[Opening DATASET RECORDS section]
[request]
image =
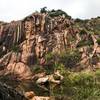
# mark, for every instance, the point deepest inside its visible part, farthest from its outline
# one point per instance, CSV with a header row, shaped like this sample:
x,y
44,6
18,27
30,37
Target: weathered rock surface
x,y
24,41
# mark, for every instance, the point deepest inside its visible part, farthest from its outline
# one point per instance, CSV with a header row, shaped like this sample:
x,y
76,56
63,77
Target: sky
x,y
18,9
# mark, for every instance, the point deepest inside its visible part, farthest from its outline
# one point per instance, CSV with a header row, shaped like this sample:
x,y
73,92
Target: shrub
x,y
70,59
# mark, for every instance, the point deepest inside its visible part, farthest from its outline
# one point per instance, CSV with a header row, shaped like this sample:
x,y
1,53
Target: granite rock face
x,y
24,41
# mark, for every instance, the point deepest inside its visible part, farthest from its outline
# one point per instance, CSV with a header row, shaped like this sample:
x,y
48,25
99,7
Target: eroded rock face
x,y
22,42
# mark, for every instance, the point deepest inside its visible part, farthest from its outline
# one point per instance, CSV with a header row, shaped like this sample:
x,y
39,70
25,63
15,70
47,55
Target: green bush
x,y
70,59
98,41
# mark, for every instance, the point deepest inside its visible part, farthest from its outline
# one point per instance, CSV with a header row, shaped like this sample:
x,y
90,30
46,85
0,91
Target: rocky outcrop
x,y
24,41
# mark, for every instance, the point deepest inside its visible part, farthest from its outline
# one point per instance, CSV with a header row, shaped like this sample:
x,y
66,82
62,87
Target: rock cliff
x,y
23,42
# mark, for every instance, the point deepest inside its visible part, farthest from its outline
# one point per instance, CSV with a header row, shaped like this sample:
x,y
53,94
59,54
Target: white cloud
x,y
18,9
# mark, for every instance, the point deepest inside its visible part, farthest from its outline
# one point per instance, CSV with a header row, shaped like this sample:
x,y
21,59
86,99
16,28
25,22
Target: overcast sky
x,y
18,9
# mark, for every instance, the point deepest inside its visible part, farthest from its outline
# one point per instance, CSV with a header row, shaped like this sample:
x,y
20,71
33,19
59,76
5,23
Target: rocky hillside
x,y
24,43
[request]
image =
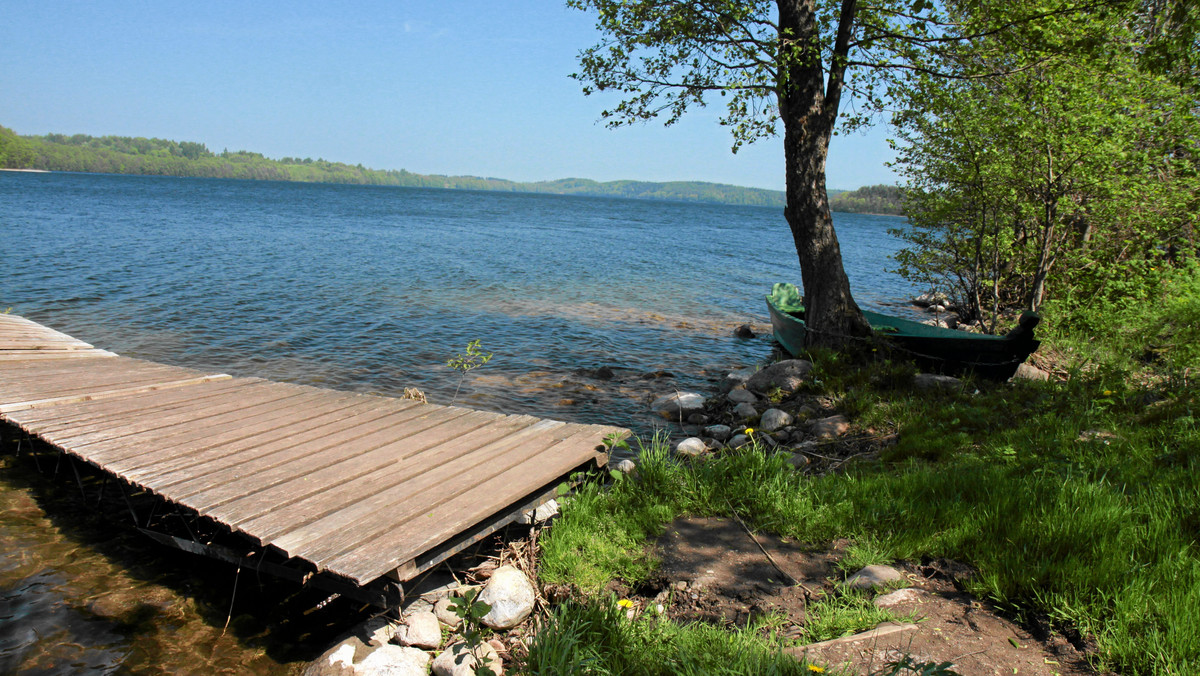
[Closing DATASET RECORDS section]
**AIM OF THE TASK:** The expected result is every record above, word for word, with no pictures in it.

**SOLUTION TO THE PROBLEM:**
[request]
image =
# mark, for every instance, the point deepest inside its visible part, farthest from its outline
# one point per instance, CSV with a header row, shaped like this sample:
x,y
44,6
18,27
30,37
Target: weathered rock surface
x,y
24,41
# mark, for every instance, the point deepest inside its visible part, farthest from its outline
# one point per instance, CSV with a header row, shaped like this sample:
x,y
76,56
63,77
Target: sky
x,y
18,9
# mark, for every instance, the point deepest inside its visible part, farthest from its outline
# one point per instance, CSV with a header row, shaped like this sample:
x,y
73,92
Target: shrub
x,y
70,59
# mark, for every instance, the point deepest inside its visible part, farthest from its outline
# one point per instance, CSV with a header row, shaped like this sample:
x,y
1,53
Target: granite rock face
x,y
24,41
# mark, for every instance, the point deepest inside its visible part, farthest from its outline
# one point per instance, CSV with a header row, shaped like this sample:
x,y
48,25
99,7
Target: eroded rock face
x,y
22,42
# mark, for every instance, the point deepest inside its visible part, farthest from its outline
# one point per instance, CSV with a header row, shaped like this sample:
x,y
39,70
25,63
15,70
47,55
Target: green bush
x,y
70,59
98,41
# mark, for every instance, the point deepest inside its visible part, farthest from its outline
# one point per instance, CSV with a header row, shaped like this sample:
x,y
90,30
46,85
0,91
Target: rocky outcrop
x,y
24,41
# mark, for every instance, the point deepest inside its visible part, farthest from its outline
# one point per instance, CSV with a header row, shaped like this sample:
x,y
66,82
62,87
Target: rock cliff
x,y
23,42
# mark, for every instance, the point deepest inside its visible part, farthest from its outline
# one point per instance, CSV with a header row, shaped like this sample:
x,y
53,94
59,54
Target: white cloud
x,y
18,9
# mark, for every instance, the point deepest inside its visible part, farthest from its outline
# one point per instance, CSV with a header row, shaped like this sample:
x,y
21,59
86,99
16,28
25,22
Target: overcast sky
x,y
18,9
# mark, for every instance, the point deepest inside its visible part, farthest from its outline
# one point per instance, CSV with a header row, shaped like this sample:
x,y
20,71
33,19
59,76
5,23
Target: rocky hillside
x,y
24,43
[request]
image =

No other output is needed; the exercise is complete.